* What you are asked to do:
Print the line containing "Target: blue jacket" and each line after it through the end, please, with nothing added.

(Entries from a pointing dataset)

=======

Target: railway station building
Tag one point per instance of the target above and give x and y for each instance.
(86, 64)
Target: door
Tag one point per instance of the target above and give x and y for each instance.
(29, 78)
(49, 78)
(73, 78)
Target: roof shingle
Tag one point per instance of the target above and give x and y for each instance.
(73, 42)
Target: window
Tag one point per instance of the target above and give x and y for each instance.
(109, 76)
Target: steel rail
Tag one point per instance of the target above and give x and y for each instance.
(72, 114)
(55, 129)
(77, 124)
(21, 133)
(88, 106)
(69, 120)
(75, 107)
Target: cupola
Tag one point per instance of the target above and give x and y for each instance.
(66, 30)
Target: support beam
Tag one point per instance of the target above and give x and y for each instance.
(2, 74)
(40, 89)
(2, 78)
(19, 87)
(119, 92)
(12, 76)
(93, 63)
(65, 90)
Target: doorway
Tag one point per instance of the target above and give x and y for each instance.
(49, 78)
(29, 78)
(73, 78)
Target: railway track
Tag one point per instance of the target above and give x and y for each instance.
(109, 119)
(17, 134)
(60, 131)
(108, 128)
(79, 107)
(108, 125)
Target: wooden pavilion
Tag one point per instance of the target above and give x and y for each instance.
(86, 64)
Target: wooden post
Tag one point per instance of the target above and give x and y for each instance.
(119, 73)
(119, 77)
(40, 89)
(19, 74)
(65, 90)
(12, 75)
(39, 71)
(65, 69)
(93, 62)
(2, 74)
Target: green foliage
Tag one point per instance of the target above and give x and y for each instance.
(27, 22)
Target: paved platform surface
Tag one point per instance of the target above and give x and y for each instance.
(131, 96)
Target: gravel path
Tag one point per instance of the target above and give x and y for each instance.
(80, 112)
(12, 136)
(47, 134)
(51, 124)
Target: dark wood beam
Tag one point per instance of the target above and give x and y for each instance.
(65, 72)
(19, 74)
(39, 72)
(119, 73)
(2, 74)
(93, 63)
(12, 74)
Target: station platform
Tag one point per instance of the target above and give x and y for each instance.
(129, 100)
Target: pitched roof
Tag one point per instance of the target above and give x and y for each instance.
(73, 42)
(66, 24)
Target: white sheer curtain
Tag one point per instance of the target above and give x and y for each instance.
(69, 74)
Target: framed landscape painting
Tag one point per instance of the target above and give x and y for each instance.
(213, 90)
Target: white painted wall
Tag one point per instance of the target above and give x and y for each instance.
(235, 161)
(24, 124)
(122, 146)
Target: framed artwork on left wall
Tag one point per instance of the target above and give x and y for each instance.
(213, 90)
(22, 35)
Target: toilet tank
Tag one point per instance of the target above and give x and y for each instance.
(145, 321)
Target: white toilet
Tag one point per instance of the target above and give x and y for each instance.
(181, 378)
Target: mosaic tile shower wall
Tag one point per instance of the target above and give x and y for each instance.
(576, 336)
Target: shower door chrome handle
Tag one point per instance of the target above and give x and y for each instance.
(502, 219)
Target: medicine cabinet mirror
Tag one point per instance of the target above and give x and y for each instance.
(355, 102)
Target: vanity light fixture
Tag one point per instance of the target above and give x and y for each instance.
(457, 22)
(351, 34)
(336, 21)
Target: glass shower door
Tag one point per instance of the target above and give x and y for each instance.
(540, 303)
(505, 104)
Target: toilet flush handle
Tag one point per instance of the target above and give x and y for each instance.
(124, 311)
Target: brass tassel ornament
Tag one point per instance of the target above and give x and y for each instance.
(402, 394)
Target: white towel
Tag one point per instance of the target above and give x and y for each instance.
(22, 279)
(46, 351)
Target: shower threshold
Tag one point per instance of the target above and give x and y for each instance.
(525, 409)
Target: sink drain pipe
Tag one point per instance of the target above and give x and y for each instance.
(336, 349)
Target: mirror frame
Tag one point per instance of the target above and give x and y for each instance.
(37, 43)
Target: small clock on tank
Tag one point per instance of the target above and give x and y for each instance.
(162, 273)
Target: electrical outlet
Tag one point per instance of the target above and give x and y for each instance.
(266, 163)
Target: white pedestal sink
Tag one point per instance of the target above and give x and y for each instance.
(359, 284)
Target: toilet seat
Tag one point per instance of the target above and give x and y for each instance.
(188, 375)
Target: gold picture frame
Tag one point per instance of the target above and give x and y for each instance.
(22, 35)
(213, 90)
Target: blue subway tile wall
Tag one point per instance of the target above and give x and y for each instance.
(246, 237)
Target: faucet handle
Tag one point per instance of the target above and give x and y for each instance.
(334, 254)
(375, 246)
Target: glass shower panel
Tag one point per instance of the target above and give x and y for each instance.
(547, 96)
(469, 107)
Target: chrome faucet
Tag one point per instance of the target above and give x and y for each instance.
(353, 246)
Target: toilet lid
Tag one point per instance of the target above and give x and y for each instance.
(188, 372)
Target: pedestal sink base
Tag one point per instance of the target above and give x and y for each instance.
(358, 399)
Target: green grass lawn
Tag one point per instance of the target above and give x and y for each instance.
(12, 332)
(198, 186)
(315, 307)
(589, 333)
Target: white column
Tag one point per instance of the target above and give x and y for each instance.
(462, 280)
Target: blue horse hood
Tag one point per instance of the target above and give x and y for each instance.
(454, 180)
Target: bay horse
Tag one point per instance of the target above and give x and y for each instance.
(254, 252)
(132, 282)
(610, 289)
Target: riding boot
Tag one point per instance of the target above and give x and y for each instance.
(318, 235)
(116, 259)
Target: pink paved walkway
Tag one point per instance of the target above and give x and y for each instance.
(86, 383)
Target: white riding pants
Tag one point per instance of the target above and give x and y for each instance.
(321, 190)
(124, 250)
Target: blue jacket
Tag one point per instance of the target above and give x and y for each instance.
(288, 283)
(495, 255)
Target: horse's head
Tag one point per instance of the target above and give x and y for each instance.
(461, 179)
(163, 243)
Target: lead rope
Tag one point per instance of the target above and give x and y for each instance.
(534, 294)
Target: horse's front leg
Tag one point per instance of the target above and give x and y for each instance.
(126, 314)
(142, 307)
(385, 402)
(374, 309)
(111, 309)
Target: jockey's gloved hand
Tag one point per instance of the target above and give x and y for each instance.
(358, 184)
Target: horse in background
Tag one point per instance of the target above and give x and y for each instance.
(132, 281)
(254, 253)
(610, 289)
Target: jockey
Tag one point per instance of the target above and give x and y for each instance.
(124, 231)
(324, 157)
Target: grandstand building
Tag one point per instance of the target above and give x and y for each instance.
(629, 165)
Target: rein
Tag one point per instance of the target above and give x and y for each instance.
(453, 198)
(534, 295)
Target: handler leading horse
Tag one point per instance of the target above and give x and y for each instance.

=======

* The answer:
Target: blue jacket
Tag one point per instance of the target above and give x and y for each instance.
(288, 283)
(495, 255)
Target: horse's head
Tag one point per instance of the target above and give x and y for each instance.
(461, 179)
(163, 243)
Target: lead rope
Tag one point per instance of the target above and give x and y for each instance.
(534, 294)
Target: horse's front leg
Tag one point per instance of the target above and give x and y for each instance.
(126, 314)
(142, 307)
(385, 402)
(374, 309)
(111, 309)
Target: jockey's gloved hand
Tag one point per instance of the target above and give x and y for each instance.
(358, 184)
Target: horse in background
Tag one point per instance of the target above and give x and y for each instance.
(132, 281)
(254, 253)
(610, 289)
Target: jockey
Tag one point per instance of the target above and give x and y for each instance.
(124, 231)
(324, 157)
Target: grandstand building
Tag one point per instance of the target above and give x and y for each instance.
(629, 165)
Target: rein
Tag one point per instance of the target above and give x and y for each instance.
(453, 198)
(534, 295)
Target: handler leading horse
Tag one point per instance of the target above and give x and y for each instance.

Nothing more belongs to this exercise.